Danach ist der Besuch einer Familie geplant. In dem kleinen Häuschen ist es schön warm und man lässt sich in der Runde nieder, wo Tee serviert wird. Nun hat Heidi aber noch einen Spruch aus Aegypten im Kopf: "Geh mir weg mit Malventee", wobei auf den drohenden Fluch der Pharaonen hingewiesen wurde. Sie möchte also lieber draußen warten. Bis ich mich auch rausgedrängelt habe, ist sie auf der Suche nach dem Bus schon außer Sicht. Das kann ja heiter werden, denn hier verläuft man sich schnell, kalt und dunkel ist es auch schon. Man findet sich aber wieder, und bei der Gelegenheit wird noch eine Handvoll Uhren von einem Straßenverkäufer erworben, alles Gucci und Rolex bzw. Lolex. Bis unsere Gruppe vom Teebesuch wieder erscheint, sind wir gründlich durchgefroren.

Das letzte Abendessen findet in einem Restaurant in der Nähe des Olympiageländes statt. Leider geht alles normal wie immer vonstatten und es nichts besonderes dabei. Am Ende sind wir froh, nach dem Überwinden der Blechlawinen für die letzte Nacht im Holiday Inn Hotel abgeladen zu werden. Eine heiße Badewanne kann man heute genau so gut gebrauchen, wie schon gestern.

Rückreise, Mo. 16.11.
========================================
AUFGABE A: Warum möchte Heidi im Reisebericht lieber draußen warten, als mit zum Tee in das kleine Häuschen zu gehen? Antworte in ein bis drei Sätzen.
AUFGABE B: Schreib den Reisebericht nach der letzten Zeile „Rückreise, Mo. 16.11.“ weiter.
Die Datensätze spielen hierbei keine Rolle.

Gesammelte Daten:
========================================
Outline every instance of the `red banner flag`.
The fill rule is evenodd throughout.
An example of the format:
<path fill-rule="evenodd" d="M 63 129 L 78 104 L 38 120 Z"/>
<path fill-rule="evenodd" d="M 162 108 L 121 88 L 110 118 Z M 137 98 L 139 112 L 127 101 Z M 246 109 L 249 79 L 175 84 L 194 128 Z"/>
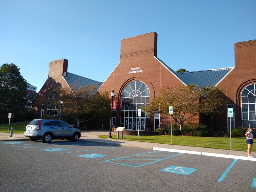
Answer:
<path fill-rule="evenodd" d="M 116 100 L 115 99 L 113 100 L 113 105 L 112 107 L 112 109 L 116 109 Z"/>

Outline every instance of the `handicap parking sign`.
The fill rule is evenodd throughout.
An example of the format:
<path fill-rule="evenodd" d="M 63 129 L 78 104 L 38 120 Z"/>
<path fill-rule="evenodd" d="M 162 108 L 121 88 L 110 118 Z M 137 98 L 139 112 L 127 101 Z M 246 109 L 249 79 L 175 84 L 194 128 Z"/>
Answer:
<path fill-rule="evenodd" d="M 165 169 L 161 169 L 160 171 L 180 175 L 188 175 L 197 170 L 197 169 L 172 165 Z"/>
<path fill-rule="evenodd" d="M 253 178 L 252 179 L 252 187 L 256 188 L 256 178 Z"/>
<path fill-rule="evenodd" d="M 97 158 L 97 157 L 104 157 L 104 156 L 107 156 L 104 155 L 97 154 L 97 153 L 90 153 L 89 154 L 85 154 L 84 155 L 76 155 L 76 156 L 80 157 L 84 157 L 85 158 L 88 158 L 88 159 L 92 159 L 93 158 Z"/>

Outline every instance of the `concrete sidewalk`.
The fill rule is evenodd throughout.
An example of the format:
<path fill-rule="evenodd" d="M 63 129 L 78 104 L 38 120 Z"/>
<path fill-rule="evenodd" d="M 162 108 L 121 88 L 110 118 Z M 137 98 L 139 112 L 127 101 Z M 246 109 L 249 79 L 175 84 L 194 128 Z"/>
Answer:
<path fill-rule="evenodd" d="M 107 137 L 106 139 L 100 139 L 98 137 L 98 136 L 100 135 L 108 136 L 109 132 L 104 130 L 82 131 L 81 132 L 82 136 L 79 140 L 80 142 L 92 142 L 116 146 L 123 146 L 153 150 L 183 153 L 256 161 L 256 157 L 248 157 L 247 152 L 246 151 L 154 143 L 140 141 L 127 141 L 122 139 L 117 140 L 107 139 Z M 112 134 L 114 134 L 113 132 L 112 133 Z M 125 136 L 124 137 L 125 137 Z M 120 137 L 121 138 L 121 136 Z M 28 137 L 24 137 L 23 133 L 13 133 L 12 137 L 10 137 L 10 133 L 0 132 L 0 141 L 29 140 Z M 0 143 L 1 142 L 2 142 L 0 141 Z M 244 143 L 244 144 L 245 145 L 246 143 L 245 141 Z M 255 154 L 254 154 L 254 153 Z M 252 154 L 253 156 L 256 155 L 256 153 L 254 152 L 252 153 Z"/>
========================================
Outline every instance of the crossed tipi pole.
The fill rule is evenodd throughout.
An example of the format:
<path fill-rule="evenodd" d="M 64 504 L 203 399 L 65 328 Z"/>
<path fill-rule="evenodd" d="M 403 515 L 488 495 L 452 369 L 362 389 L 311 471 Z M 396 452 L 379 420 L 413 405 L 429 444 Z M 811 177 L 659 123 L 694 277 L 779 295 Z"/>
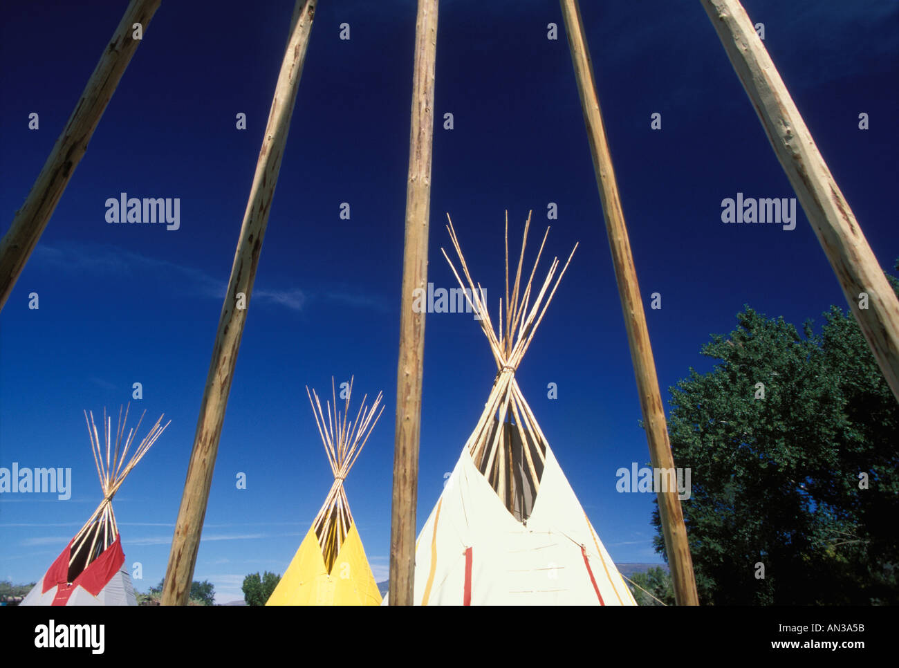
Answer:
========================================
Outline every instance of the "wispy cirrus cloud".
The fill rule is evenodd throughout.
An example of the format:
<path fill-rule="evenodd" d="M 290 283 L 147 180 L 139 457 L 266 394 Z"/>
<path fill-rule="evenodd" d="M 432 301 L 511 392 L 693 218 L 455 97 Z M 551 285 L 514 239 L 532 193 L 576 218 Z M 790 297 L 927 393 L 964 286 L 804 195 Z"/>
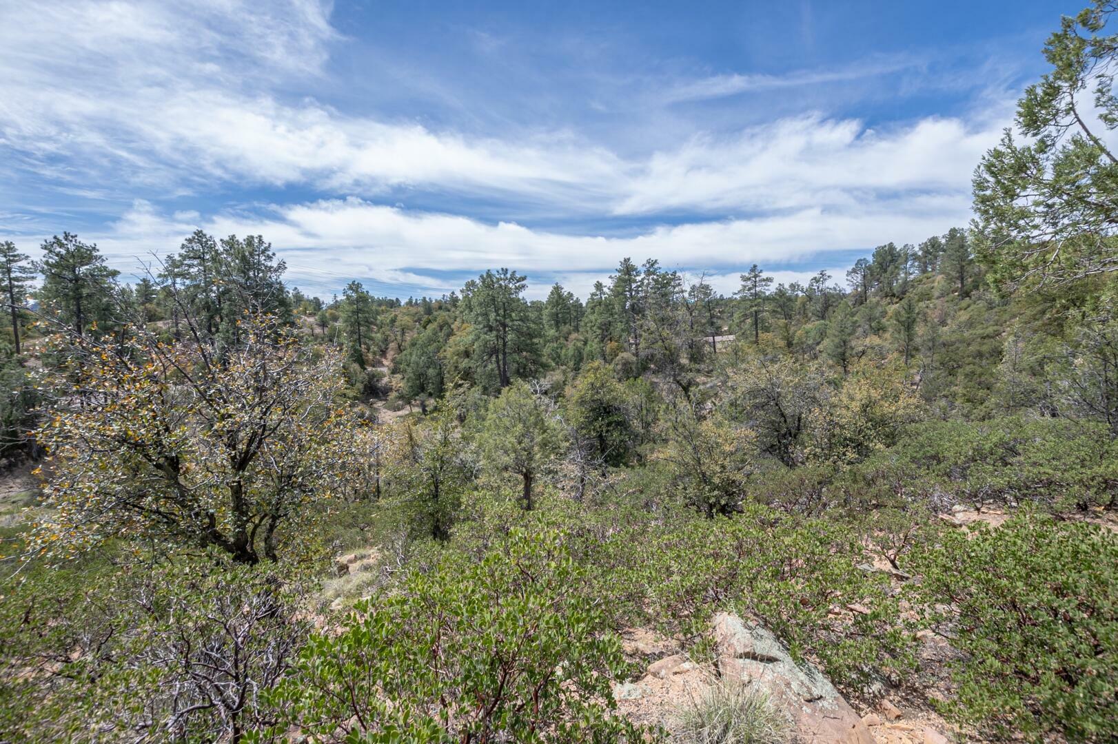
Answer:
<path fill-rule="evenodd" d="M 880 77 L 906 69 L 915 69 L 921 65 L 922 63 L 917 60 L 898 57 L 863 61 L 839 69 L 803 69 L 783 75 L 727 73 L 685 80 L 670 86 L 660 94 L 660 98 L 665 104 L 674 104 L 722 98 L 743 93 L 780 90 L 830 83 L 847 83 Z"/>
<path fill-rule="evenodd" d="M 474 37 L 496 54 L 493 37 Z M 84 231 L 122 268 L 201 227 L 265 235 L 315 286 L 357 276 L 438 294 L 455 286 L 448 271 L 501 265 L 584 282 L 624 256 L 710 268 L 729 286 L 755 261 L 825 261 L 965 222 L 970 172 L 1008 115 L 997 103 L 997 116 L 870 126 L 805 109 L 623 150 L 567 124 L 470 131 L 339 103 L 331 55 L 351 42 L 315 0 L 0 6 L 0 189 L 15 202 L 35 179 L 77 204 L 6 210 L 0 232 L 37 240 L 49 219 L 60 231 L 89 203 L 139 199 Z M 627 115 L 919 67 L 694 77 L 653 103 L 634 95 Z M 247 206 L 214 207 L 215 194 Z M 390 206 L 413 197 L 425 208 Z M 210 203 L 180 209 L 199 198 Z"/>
========================================
LÖSUNG A: Heidi hat noch einen Spruch aus Aegypten im Kopf: „Geh mir weg mit Malventee“. Damit wurde auf den drohenden Fluch der Pharaonen hingewiesen. Deshalb wartet sie lieber draußen.

LÖSUNG B:
Peking erwartet an diesem Tag die Air Force Number One mit Inhalt zu einem Staatsbesuch. Da sei die Zufahrt zum Flughafen zeitweise gesperrt. So müssen wir eine Stunde früher raus. Das ist auch nötig, weil die Fahrt zum Flughafen sich bei dem Verkehrsaufkommen wieder verzögert. Nun müssen wir uns von unserem Führer Lei verabschieden, den wir in diesen drei Tagen geradezu lieb gewonnen haben. Alles weitere mit dem Einchecken und der Sicherheitskontrolle läuft normal ab und wir sitzen pünktlich im Flieger. Der hat aber noch keine Starterlaubnis, weil womöglich eine Person, die Schwierigkeiten mit der Einreise habe, wieder mit zurück genommen werden müsse. Darüber vergeht nun wieder eine Stunde, die wir als Verspätung mitbringen werden und damit die geplanten Anschlussverbindungen in Deutschland nicht mehr erreichen werden.

Zu guter letzt müssen die 10 Stunden Flugzeit überstanden werden. Mein Fensterplatz nützt nichts, es ist durchweg wolkig. Als wir uns etwa über den Baltischen Staaten befinden, ereignet sich noch ein Unfall, als ein Teilnehmer unserer Gruppe ein Unwohlsein und damit verbundenen unglücklichen Sturz erleidet. Er muss ärztlich versorgt werden und in Frankfurt vom Notdienst übernommen werden. Das trübt natürlich die Stimmung.

An der Zollkontrolle wird das Ehepaar vor uns einer gründlichen Kontrolle unterzogen. Die Koffer werden gründlich inspiziert. Aber man hat wohl weder billige Uhren oder gar Rohopium gebunkert. Wir werden durchgewunken, und erst hier fällt uns ein, dass wir mit den Gucci und Lolex Exemplaren womöglich Schwierigkeiten bekommen hätten. So aber können wir beruhigt im Frankfurter Hbf in einen ICE einsteigen, der uns direkt nach Braunschweig bringt, wo uns unser Schwiegersohn am Bahnhof erwartet.

Zu Hause angekommen sind wir fast 23 Stunden unterwegs gewesen. Nicht nur wegen der Müdigkeit fällt es schwer, die durchweg überwältigenden Eindrücke dieser Reise auf Reihe zu bringen. Eine Erholung konnte es nicht sein, eine Erkältung haben wir uns auch eingefangen. Aber was man gesehen und vor allem gelernt hat, dass muss nun erst einmal verarbeitet werden. Und das ist hiermit geschehen.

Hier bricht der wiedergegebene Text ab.